■ Record set ■
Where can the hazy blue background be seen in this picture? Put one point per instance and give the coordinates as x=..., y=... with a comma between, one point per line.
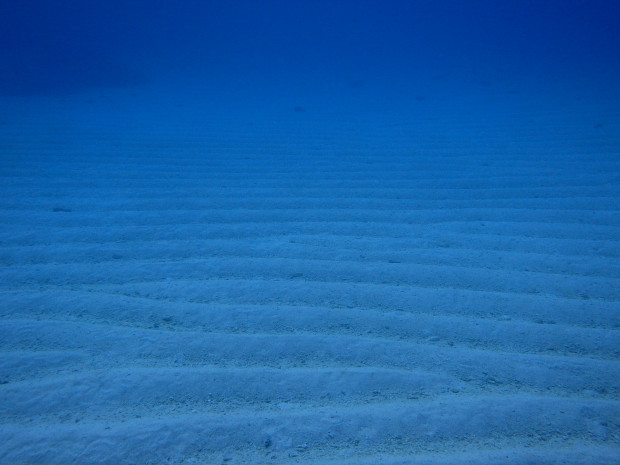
x=66, y=46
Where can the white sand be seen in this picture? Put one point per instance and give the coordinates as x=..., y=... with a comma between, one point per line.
x=203, y=285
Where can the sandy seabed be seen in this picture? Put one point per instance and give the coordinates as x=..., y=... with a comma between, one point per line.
x=312, y=291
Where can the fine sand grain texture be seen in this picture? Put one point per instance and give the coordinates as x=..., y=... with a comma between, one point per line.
x=309, y=287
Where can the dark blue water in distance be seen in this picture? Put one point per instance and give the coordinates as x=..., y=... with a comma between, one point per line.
x=50, y=46
x=309, y=232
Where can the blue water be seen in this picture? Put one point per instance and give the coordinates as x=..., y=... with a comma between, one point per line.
x=318, y=232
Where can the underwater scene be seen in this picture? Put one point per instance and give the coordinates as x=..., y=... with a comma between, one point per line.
x=317, y=232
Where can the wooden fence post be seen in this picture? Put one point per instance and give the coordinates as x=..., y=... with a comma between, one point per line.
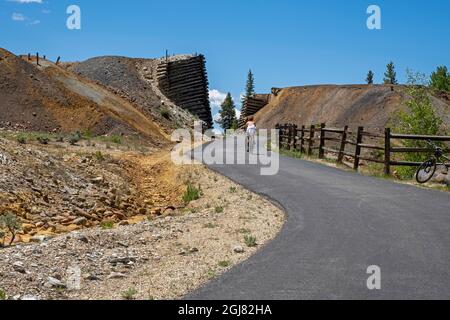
x=322, y=141
x=343, y=143
x=302, y=142
x=358, y=148
x=387, y=151
x=294, y=137
x=289, y=135
x=311, y=139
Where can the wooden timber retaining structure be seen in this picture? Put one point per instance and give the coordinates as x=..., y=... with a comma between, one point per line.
x=251, y=106
x=307, y=139
x=185, y=82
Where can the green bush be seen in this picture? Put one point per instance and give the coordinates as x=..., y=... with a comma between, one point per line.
x=165, y=114
x=43, y=139
x=129, y=294
x=250, y=241
x=107, y=225
x=440, y=79
x=75, y=137
x=224, y=264
x=99, y=156
x=218, y=209
x=116, y=139
x=9, y=222
x=192, y=193
x=420, y=118
x=21, y=139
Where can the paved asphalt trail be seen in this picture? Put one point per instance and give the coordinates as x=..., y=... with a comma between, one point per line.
x=338, y=224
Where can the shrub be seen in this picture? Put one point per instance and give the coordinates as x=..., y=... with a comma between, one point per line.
x=99, y=156
x=116, y=139
x=440, y=79
x=218, y=209
x=11, y=223
x=107, y=225
x=420, y=118
x=224, y=264
x=21, y=139
x=74, y=138
x=165, y=114
x=192, y=193
x=59, y=138
x=250, y=241
x=129, y=294
x=42, y=139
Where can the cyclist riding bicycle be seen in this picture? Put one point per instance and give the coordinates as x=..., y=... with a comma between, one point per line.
x=251, y=133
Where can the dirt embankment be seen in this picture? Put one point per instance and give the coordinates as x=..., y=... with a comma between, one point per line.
x=156, y=246
x=353, y=105
x=134, y=80
x=51, y=99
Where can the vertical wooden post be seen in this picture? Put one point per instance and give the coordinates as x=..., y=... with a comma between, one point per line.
x=343, y=143
x=294, y=137
x=311, y=139
x=289, y=134
x=302, y=140
x=358, y=148
x=278, y=128
x=387, y=151
x=322, y=141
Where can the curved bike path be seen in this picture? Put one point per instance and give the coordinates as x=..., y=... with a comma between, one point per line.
x=338, y=224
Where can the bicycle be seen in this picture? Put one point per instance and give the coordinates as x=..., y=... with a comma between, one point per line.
x=427, y=170
x=251, y=142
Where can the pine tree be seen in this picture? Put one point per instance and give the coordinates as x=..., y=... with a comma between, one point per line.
x=369, y=78
x=440, y=79
x=228, y=117
x=390, y=77
x=249, y=87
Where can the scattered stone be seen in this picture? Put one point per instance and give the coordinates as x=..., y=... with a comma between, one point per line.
x=116, y=275
x=238, y=249
x=30, y=297
x=19, y=267
x=80, y=221
x=55, y=283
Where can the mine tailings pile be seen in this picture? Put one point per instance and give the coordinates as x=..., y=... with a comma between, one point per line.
x=185, y=82
x=252, y=105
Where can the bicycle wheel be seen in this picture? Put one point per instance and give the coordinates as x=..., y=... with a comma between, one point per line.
x=426, y=171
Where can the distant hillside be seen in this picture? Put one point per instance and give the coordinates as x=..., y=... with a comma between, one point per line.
x=173, y=91
x=49, y=98
x=354, y=105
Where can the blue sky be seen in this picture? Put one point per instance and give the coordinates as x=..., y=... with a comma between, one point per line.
x=284, y=42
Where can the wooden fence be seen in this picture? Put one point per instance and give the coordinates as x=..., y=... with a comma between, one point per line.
x=306, y=140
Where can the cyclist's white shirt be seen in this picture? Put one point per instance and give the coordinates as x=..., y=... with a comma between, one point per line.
x=251, y=129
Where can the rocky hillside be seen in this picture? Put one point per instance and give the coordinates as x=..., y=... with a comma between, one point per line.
x=371, y=106
x=49, y=98
x=135, y=81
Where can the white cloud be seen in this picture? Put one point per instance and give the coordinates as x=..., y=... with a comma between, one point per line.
x=216, y=98
x=18, y=17
x=26, y=1
x=238, y=113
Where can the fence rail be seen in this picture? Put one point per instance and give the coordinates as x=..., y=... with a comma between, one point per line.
x=304, y=140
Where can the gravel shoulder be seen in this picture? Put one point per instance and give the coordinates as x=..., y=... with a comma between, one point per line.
x=163, y=257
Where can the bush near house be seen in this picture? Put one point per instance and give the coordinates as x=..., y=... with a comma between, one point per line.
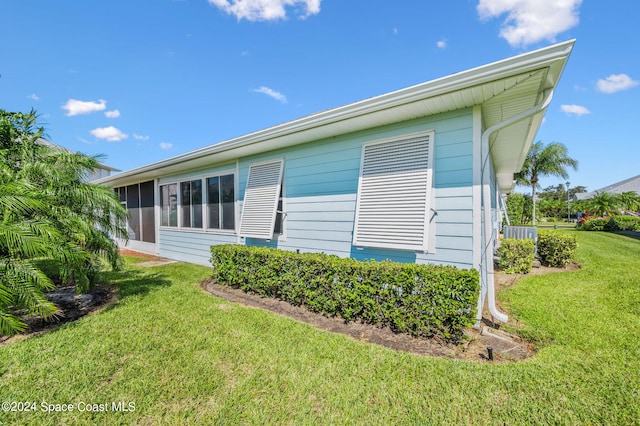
x=422, y=300
x=516, y=256
x=556, y=249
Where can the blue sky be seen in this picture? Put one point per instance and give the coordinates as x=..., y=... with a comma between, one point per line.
x=141, y=81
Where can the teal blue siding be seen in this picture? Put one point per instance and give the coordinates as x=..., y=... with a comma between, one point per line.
x=320, y=190
x=190, y=246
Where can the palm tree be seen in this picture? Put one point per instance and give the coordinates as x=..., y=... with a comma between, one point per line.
x=629, y=200
x=602, y=204
x=48, y=212
x=550, y=160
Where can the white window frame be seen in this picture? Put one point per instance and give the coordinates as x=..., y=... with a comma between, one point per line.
x=259, y=208
x=234, y=173
x=205, y=200
x=375, y=224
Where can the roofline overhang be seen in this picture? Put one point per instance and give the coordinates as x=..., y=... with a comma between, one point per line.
x=342, y=120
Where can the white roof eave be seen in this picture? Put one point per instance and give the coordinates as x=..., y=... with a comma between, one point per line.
x=392, y=107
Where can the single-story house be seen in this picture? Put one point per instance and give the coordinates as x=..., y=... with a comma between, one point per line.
x=627, y=185
x=412, y=175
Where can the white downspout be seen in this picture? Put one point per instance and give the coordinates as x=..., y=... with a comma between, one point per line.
x=486, y=277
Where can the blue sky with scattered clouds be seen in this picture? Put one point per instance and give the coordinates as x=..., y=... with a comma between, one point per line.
x=141, y=81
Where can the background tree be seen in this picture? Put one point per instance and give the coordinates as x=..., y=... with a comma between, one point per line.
x=48, y=212
x=629, y=200
x=550, y=160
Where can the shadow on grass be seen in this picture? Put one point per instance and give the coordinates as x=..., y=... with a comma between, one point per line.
x=132, y=282
x=631, y=234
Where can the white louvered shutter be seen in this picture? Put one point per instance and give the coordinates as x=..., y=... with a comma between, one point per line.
x=261, y=200
x=394, y=194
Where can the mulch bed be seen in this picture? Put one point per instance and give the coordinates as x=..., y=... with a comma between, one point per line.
x=474, y=347
x=507, y=348
x=71, y=306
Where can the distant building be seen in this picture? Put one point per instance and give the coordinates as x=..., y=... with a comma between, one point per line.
x=628, y=185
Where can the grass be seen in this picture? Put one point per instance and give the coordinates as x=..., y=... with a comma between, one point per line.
x=185, y=357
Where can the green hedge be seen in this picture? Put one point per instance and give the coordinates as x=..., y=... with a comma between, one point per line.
x=556, y=249
x=516, y=255
x=614, y=223
x=422, y=300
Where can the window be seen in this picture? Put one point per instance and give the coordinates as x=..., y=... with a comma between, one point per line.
x=394, y=194
x=169, y=205
x=261, y=197
x=221, y=202
x=138, y=199
x=133, y=207
x=191, y=204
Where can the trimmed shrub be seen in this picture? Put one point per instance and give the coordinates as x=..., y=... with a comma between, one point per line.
x=626, y=223
x=422, y=300
x=611, y=224
x=516, y=255
x=556, y=249
x=595, y=224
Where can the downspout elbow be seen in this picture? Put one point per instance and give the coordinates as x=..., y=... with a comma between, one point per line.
x=489, y=285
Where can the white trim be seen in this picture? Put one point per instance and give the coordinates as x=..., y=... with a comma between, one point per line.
x=261, y=199
x=374, y=225
x=409, y=103
x=203, y=178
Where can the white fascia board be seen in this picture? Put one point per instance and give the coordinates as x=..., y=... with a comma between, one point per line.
x=459, y=81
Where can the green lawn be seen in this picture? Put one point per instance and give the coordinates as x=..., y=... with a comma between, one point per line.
x=183, y=356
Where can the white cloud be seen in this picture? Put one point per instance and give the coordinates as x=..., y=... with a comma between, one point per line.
x=270, y=92
x=573, y=109
x=76, y=107
x=531, y=21
x=615, y=83
x=267, y=10
x=110, y=134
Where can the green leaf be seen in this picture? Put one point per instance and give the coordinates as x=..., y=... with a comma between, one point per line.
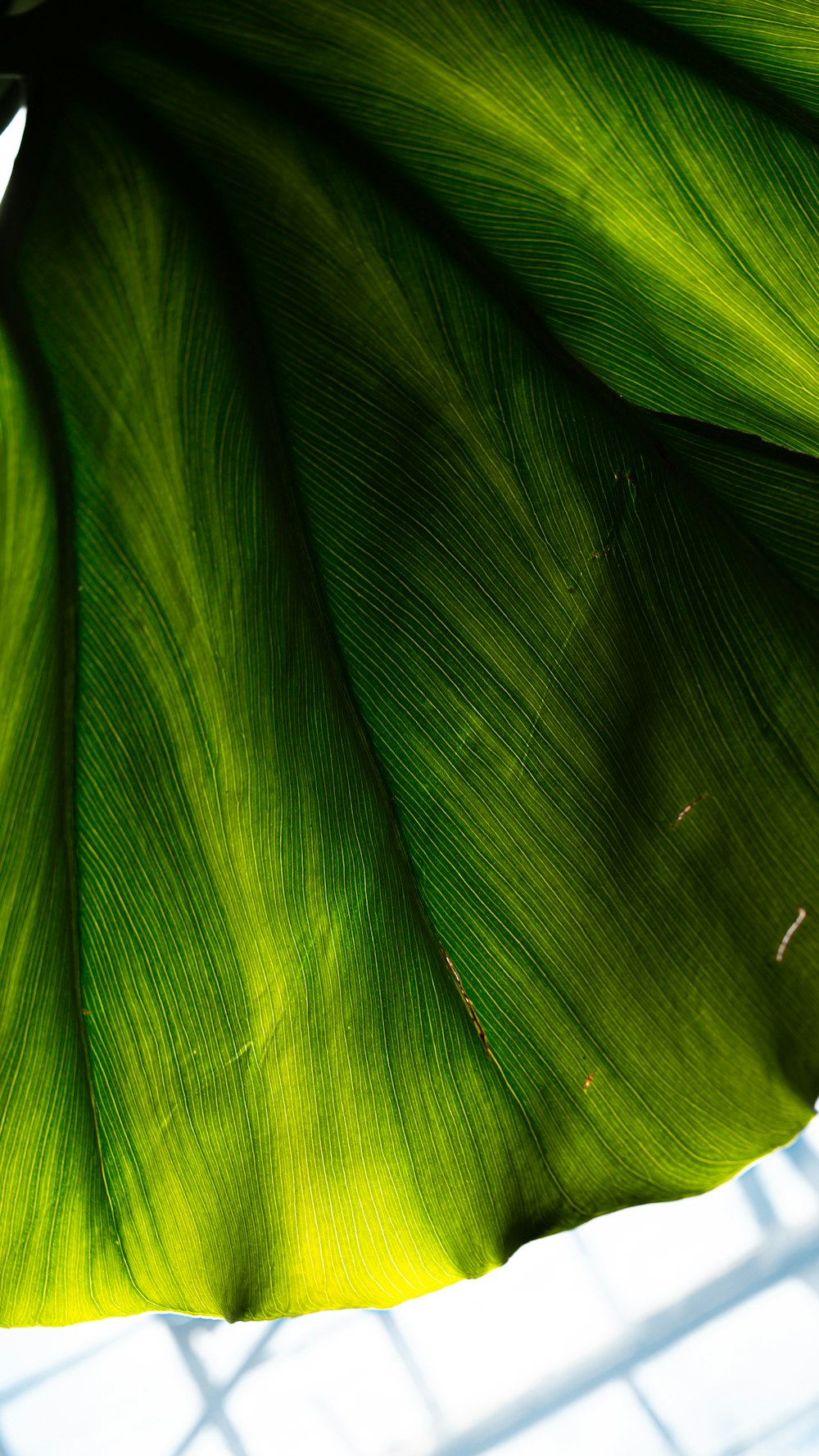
x=410, y=757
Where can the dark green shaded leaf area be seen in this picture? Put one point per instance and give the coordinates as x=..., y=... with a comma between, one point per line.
x=409, y=539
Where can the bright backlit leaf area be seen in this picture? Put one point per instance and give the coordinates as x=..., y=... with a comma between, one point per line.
x=410, y=641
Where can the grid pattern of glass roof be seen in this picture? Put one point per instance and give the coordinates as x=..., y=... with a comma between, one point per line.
x=678, y=1330
x=675, y=1330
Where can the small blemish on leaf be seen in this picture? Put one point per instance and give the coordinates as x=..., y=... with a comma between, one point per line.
x=792, y=929
x=688, y=807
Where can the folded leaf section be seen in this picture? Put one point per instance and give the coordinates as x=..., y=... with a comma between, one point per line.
x=665, y=226
x=293, y=1108
x=592, y=699
x=59, y=1250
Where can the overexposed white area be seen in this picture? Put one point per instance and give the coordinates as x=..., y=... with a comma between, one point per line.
x=9, y=146
x=676, y=1330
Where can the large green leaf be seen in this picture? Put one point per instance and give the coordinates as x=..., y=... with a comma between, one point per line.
x=362, y=622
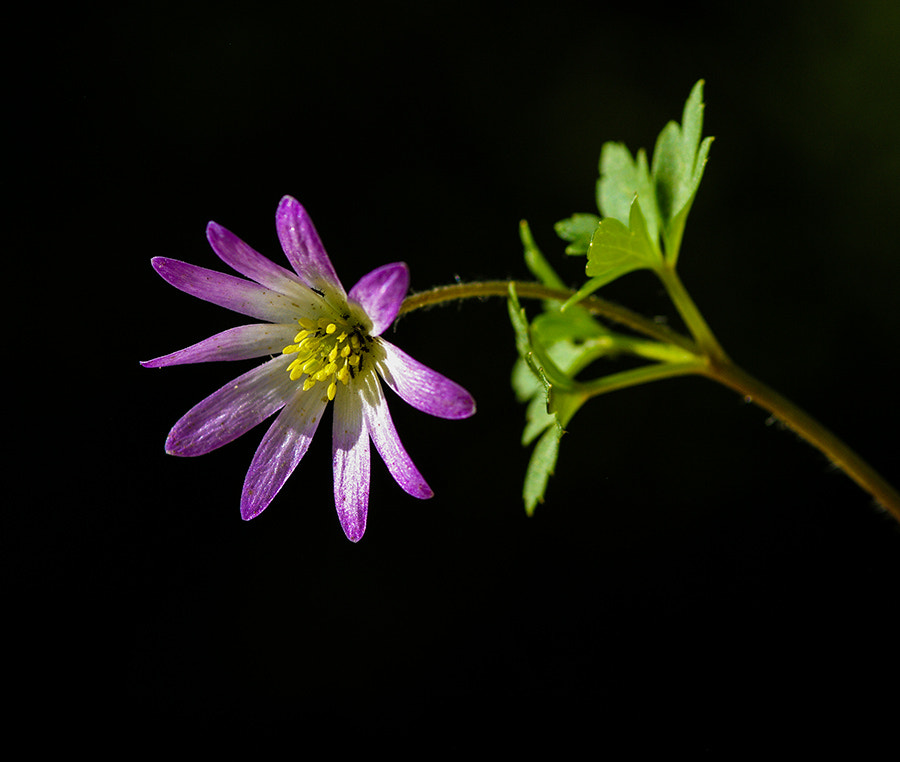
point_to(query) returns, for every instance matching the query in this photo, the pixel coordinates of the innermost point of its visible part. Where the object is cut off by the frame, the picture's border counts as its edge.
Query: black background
(691, 562)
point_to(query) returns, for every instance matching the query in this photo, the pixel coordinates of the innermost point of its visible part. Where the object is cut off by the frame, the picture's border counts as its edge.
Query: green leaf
(678, 162)
(535, 260)
(540, 467)
(621, 179)
(617, 248)
(578, 229)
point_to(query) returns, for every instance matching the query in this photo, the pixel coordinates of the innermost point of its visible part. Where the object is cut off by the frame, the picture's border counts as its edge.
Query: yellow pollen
(328, 350)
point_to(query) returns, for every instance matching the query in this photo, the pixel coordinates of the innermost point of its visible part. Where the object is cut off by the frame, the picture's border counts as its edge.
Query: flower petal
(232, 410)
(240, 343)
(281, 449)
(380, 294)
(304, 249)
(227, 291)
(421, 387)
(350, 453)
(381, 428)
(249, 262)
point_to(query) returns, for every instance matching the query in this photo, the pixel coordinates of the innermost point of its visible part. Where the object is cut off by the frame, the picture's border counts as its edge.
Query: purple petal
(304, 249)
(350, 452)
(232, 410)
(249, 262)
(380, 294)
(227, 291)
(241, 343)
(421, 387)
(281, 449)
(381, 428)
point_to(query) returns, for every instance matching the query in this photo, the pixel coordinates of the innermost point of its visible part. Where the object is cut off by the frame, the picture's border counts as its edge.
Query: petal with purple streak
(381, 428)
(380, 294)
(420, 386)
(304, 249)
(232, 410)
(281, 449)
(241, 343)
(350, 453)
(227, 291)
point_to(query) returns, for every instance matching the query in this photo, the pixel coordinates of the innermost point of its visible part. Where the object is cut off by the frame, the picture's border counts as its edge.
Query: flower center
(327, 350)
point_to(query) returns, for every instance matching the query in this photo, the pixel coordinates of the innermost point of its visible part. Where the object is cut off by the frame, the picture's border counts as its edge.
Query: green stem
(690, 314)
(836, 450)
(711, 361)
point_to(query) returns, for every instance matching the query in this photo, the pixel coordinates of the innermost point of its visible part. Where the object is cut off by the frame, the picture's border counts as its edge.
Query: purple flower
(329, 347)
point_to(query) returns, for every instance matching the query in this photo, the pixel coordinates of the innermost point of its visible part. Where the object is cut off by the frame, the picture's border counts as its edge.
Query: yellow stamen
(327, 350)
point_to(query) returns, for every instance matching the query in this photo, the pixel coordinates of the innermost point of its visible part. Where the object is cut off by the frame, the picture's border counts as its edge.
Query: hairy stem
(730, 375)
(531, 290)
(712, 363)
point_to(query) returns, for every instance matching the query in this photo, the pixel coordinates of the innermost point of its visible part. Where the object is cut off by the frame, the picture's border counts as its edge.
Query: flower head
(329, 347)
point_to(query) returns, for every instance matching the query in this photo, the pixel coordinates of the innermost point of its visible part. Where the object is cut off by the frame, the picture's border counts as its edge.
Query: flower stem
(694, 321)
(730, 375)
(531, 290)
(712, 362)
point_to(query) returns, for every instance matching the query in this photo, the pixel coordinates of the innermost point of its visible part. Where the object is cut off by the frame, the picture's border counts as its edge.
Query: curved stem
(713, 363)
(531, 290)
(730, 375)
(694, 321)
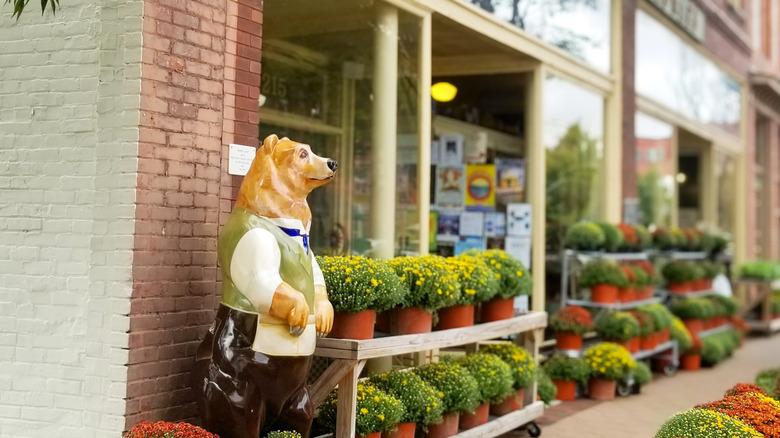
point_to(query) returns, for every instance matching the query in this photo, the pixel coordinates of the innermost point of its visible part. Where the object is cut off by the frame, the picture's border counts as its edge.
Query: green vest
(295, 267)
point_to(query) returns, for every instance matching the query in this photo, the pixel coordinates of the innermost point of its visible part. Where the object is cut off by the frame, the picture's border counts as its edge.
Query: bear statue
(250, 370)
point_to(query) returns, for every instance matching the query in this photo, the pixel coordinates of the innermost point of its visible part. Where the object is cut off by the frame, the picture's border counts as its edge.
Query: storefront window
(654, 170)
(317, 87)
(674, 74)
(574, 140)
(581, 27)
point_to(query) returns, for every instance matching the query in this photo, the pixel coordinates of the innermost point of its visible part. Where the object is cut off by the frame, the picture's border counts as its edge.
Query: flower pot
(478, 418)
(456, 316)
(412, 320)
(358, 325)
(403, 430)
(604, 293)
(447, 427)
(567, 389)
(601, 389)
(498, 309)
(694, 326)
(512, 403)
(626, 295)
(690, 361)
(568, 341)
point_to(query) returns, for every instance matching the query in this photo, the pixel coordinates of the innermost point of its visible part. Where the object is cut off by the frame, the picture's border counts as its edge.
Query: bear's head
(281, 176)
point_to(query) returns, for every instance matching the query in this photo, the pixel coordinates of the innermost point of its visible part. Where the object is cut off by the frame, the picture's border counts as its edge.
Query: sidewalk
(641, 415)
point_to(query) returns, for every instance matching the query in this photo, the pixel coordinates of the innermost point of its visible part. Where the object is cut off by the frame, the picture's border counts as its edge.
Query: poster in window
(450, 185)
(480, 187)
(510, 180)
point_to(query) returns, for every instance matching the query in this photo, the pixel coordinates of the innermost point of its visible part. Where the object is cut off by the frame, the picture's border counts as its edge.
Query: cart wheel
(624, 389)
(533, 429)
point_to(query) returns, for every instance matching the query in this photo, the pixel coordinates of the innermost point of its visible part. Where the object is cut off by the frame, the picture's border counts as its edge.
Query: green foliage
(515, 279)
(703, 423)
(602, 272)
(457, 387)
(493, 375)
(431, 281)
(585, 236)
(423, 404)
(642, 374)
(477, 280)
(562, 367)
(357, 283)
(613, 238)
(519, 359)
(609, 361)
(376, 411)
(617, 326)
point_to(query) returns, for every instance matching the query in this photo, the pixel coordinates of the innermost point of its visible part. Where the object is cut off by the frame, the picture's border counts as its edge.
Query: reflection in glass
(654, 170)
(317, 85)
(574, 139)
(675, 74)
(581, 27)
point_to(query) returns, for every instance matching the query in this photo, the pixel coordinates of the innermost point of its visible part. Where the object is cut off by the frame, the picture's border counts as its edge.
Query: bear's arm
(254, 268)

■ The task ■
Reproduce the material unchanged from the line containing "Where can the white fascia" up to and including the line containing "x=59, y=1250", leaving out the pictures.

■ Task answer ■
Where can the white fascia board be seen in this picture? Put one point per instance and give the coordinates as x=..., y=... with a comma between, one point per line.
x=459, y=81
Where can the green lawn be seen in this picture? Put one point per instance and give the coordinates as x=..., y=... with a comma between, one point per line.
x=183, y=356
Where can the white cloud be seen in this picture? Put one point per instance and give the coordinates as x=..., y=... with a comma between, one point per line.
x=270, y=92
x=573, y=109
x=76, y=107
x=531, y=21
x=615, y=83
x=267, y=10
x=110, y=134
Where can the green leaf be seen in this picture? Put one point per instance and give the coordinates as x=..., y=... with a comma between, one point per line.
x=410, y=757
Where can the dark green shaded leaf area be seen in this picture? Put one point per instance and give the coordinates as x=..., y=... with a comma between, one point per line.
x=409, y=539
Where can the bright backlit leaf area be seen in this picture? Put one point per instance and give the coordinates as x=..., y=... with a comma between, one point per line.
x=410, y=641
Where can the grid pattern of glass roof be seen in this picture? Put one point per instance and give the coordinates as x=..., y=... with a comma between, one point per line.
x=678, y=1330
x=675, y=1330
Where can the small blemish on leaf be seen in this picture? Put one point per instance and give the coordinates as x=..., y=... with a comma between, one point per line.
x=792, y=929
x=688, y=807
Where can the folded leaf section be seen in this picture? Put one point per instance and give the coordinates as x=..., y=... with a comma between, one point per line.
x=665, y=226
x=293, y=1108
x=592, y=699
x=59, y=1250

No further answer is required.